Supplied data:
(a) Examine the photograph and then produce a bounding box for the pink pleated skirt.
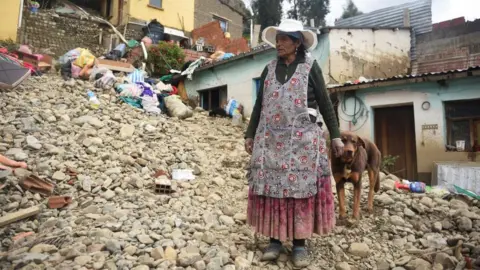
[247,176,335,241]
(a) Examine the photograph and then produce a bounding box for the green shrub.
[147,41,185,75]
[0,38,19,52]
[381,155,399,172]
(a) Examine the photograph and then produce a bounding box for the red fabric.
[247,176,335,241]
[170,85,178,95]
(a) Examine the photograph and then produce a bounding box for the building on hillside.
[186,27,410,116]
[0,0,23,41]
[329,66,480,187]
[335,0,432,73]
[412,17,480,73]
[194,0,246,39]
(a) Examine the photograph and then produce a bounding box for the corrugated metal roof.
[335,0,432,60]
[327,66,480,91]
[195,44,274,72]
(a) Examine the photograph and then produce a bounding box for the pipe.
[17,0,23,28]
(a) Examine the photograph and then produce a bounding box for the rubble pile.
[0,76,480,270]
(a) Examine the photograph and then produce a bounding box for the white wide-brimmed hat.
[262,19,318,51]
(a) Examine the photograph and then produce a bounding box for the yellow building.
[101,0,195,37]
[0,0,22,41]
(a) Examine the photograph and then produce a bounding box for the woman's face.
[276,34,300,58]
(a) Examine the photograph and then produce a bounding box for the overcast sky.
[244,0,480,25]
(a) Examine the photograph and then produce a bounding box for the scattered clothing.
[182,56,205,80]
[128,69,145,83]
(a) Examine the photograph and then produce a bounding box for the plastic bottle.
[87,91,100,110]
[395,182,426,193]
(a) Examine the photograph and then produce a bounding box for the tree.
[252,0,283,30]
[287,0,330,27]
[342,0,363,19]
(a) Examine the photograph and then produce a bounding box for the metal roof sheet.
[328,66,480,90]
[335,0,432,60]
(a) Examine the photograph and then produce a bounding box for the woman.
[245,20,343,267]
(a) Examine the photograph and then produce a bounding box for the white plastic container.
[87,91,100,110]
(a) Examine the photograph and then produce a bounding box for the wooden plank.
[0,205,42,227]
[97,59,135,73]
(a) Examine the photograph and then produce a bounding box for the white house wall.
[328,29,411,84]
[338,78,480,178]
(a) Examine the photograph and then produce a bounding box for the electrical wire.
[338,93,368,132]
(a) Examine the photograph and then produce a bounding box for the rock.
[72,115,103,128]
[178,252,202,267]
[193,261,206,270]
[151,247,165,260]
[102,189,115,200]
[420,197,435,208]
[348,243,370,258]
[30,244,58,253]
[52,171,67,181]
[235,257,251,270]
[219,216,235,226]
[105,239,122,253]
[432,221,442,232]
[377,259,390,270]
[120,125,135,140]
[335,262,351,270]
[123,246,137,257]
[164,246,177,262]
[375,193,395,205]
[213,177,225,187]
[137,234,153,245]
[390,216,405,226]
[233,213,247,222]
[202,232,217,245]
[457,217,473,232]
[433,252,458,269]
[450,199,468,210]
[75,255,92,266]
[26,135,42,150]
[405,258,432,270]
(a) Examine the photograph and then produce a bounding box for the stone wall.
[195,0,243,39]
[413,19,480,74]
[18,10,110,57]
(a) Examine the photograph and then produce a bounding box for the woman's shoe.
[292,246,310,268]
[261,243,283,261]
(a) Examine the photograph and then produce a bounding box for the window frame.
[148,0,163,9]
[443,99,480,152]
[212,15,229,33]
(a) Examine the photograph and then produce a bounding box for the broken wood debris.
[155,176,173,194]
[48,196,72,209]
[0,205,42,227]
[20,175,55,196]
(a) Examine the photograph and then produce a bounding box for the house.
[0,0,23,41]
[329,66,480,186]
[78,0,195,40]
[186,27,410,116]
[194,0,246,39]
[335,0,432,73]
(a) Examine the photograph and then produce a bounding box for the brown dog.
[331,131,381,224]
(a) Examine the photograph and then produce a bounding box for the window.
[213,16,228,33]
[445,99,480,152]
[148,0,162,8]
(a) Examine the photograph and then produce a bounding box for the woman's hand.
[332,138,344,157]
[245,138,253,155]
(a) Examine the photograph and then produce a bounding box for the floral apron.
[249,58,330,198]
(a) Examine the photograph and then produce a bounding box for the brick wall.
[183,49,210,62]
[18,10,109,57]
[194,0,243,39]
[413,19,480,74]
[192,21,249,54]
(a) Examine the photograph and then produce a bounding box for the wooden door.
[374,106,417,181]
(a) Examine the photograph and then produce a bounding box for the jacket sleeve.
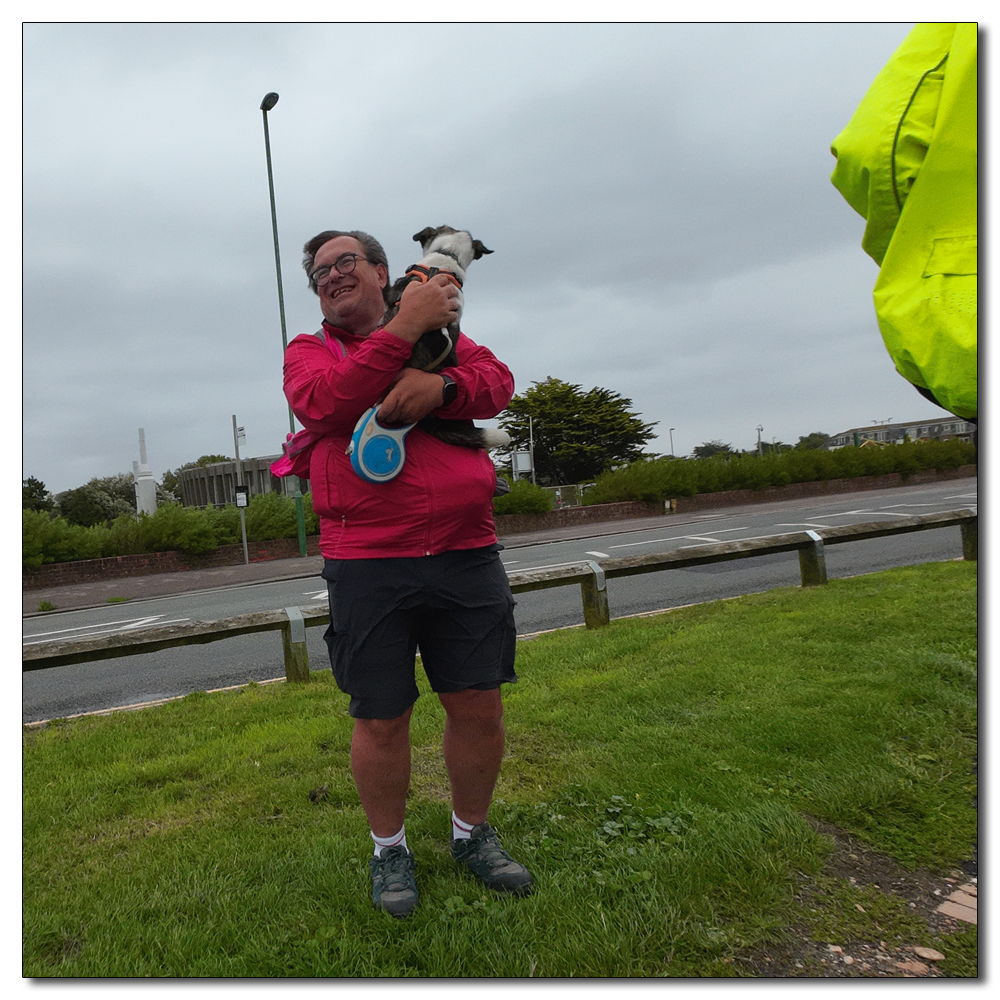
[284,330,414,434]
[434,333,514,420]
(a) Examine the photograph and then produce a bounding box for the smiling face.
[313,236,389,337]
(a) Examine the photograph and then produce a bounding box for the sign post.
[233,413,250,565]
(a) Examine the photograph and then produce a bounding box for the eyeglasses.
[309,253,371,288]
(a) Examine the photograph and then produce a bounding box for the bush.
[583,439,975,504]
[133,503,218,555]
[493,479,552,514]
[21,510,108,569]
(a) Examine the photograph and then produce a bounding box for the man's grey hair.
[302,229,389,295]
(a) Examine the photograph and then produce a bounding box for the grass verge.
[23,562,977,977]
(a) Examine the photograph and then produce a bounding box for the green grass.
[23,562,977,977]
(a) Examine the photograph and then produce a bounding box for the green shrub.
[246,493,299,542]
[583,440,975,504]
[493,479,552,514]
[21,510,108,569]
[133,503,218,555]
[205,503,243,545]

Work to be completed:
How many lines of the material above contain the string "wooden"? The match is case-sensitive, and the reply should be only the number.

Exercise output:
2